Prompt 1: According to the forum thread, why did the commenter replace the motherboard in the dead node?

Selected extract:
──────
What’s going on on your servers?

I had to bite the bullet and buy new drives after the old ones filled up. I went for used enterprise SSDs on eBay and eventually found some that had an okay price, even though it’s been much more than last time I got some. Combined with Hetzner’s hefty price increase some month ago, my hobby has become a bit more expensive again thanks to the ever growing appetite of companies building more data centers to churn more energy.

Anyways, the drives are in, my Ansible playbook to properly encrypt them and make them available in Proxmox worked, so that was smooth (ignoring the part where I disassembled the Lenovo tiny from the rack, open it, SSD out, SSD in, close it and put it back in only to realize I put in the old ssd again).

Any changes in your hardware setups? Did the price increase make you reconsider some design decisions? Let us know!

  • TheRagingGeek@lemmy.world
    link
    fedilink
    English
    arrow-up
    0
    ·
    3 days ago

    so this week I was getting ready for my workday when my Son tells me CraftyController is inaccessible, so I tried to SSH into the box that the service is pinned to… nada, dead. tried to power cycle it, nada.

    now this node was a B450M-A mobo Ryzen 7 2700X platform with some hodgepodge scrap RAM I’ve had running in it(RAM birthday was 2019). I hooked it up to a mini monitor and a keyboard, but it didn’t post at all, so just a blue screen of no signal. unfortunately the B450M-A mobo didn’t feature POST debug lights, nor did it use QLED, it apparently relied on PC Speaker, and my machine wasn’t telling any tales. so since I had no real idea as to the root cause and after reseating the RAM and the GPU and fiddling with it got me nowhere, I got my partner to approve the outspend for replacement of the motherboard so that I could have actual Debug indicators.

    Thursday the ROG B550-F Gaming WIFI II mobo arrived, as did the Ryzen 9 5900XT and the Nautilus 360RS cooler. I spent the evening assembling the mobo and CPU and the GPU, the RAM, and all the related wiring. figured I would do the Cooler the next day. Yesterday I got the cooler in place with some serious hardware acrobatics. I then fired it up and Yellow LED. DRAM issue, so I unseated all of the RAM, plugging in one of the hodgepodge sets(I had 4x8GB ram sticks) neither set worked, went to just trying a single stick. of the 4 sticks only 1 was able to get past the Yellow LED and into completed POST.

    So the RAM was shot and I’m not going to run containers on a machine with only 8 GB of ram. so I ordered up some Vengeance LPX 2x16G sticks and they arrived this morning! I just finished slotting them and then wrestling with Gentoo’s understanding of where all the hardware was. it was a lot of fiddling with the gentoo kernel config, and installing the nvidia drivers, but after all of that was done, the system booted up successfully! I’ve now got it back in its residence connected up to the UPS power, about to shunt docker containers back to the newly improved machine with 2x the CPU capacity.
──────
Items:

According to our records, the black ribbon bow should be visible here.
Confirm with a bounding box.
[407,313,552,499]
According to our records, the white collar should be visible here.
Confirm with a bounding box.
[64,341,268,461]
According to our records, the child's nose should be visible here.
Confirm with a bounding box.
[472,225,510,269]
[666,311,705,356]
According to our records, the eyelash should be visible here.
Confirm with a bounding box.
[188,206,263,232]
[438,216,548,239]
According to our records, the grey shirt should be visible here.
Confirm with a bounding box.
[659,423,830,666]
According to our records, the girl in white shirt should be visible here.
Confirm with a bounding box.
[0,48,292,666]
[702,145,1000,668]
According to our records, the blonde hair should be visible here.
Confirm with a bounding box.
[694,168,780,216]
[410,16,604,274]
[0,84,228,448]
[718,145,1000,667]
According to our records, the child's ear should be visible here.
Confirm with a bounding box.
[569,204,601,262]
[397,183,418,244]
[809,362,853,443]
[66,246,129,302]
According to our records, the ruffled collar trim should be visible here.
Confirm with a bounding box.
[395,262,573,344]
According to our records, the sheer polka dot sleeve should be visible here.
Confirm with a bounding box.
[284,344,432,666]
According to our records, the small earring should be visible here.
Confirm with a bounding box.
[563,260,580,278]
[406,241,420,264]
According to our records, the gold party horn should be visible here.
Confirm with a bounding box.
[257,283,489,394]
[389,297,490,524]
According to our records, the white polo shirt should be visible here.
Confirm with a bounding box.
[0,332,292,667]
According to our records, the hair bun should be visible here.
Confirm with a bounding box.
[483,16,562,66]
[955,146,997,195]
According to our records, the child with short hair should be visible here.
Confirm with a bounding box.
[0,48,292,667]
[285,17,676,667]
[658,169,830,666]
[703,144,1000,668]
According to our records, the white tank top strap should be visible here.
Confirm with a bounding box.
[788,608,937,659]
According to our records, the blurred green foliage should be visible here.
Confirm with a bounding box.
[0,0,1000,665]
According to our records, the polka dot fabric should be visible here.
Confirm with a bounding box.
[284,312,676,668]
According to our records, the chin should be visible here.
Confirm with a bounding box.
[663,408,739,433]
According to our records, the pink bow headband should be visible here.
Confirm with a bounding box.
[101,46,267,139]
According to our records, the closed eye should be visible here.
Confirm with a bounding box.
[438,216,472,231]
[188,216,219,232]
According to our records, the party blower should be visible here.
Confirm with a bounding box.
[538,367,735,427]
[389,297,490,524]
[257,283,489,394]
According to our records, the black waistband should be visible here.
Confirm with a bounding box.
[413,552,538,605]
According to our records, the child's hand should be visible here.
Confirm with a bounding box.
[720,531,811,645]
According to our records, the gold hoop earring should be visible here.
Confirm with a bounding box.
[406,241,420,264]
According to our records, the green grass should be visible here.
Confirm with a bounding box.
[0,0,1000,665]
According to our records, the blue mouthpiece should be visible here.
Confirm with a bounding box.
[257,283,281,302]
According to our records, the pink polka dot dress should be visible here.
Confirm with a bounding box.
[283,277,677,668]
──────
Prompt 2: Can you rewrite the part of the entries that opens with the line containing "According to our records, the polka" and closes with the line containing "[663,408,739,433]", changing "chin" to "jaw" and leaving everything else the same?

Written answer 1: The old B450M-A board had no POST debug lights or QLED. It relied on a PC speaker, and the machine gave no clues about the fault. Reseating the RAM and GPU hadn't revealed the cause, so a new board with actual debug indicators was bought.

Written answer 2:
According to our records, the polka dot fabric should be visible here.
Confirm with a bounding box.
[284,312,676,668]
According to our records, the jaw should be visible here.
Confirm with a bounding box.
[663,408,739,433]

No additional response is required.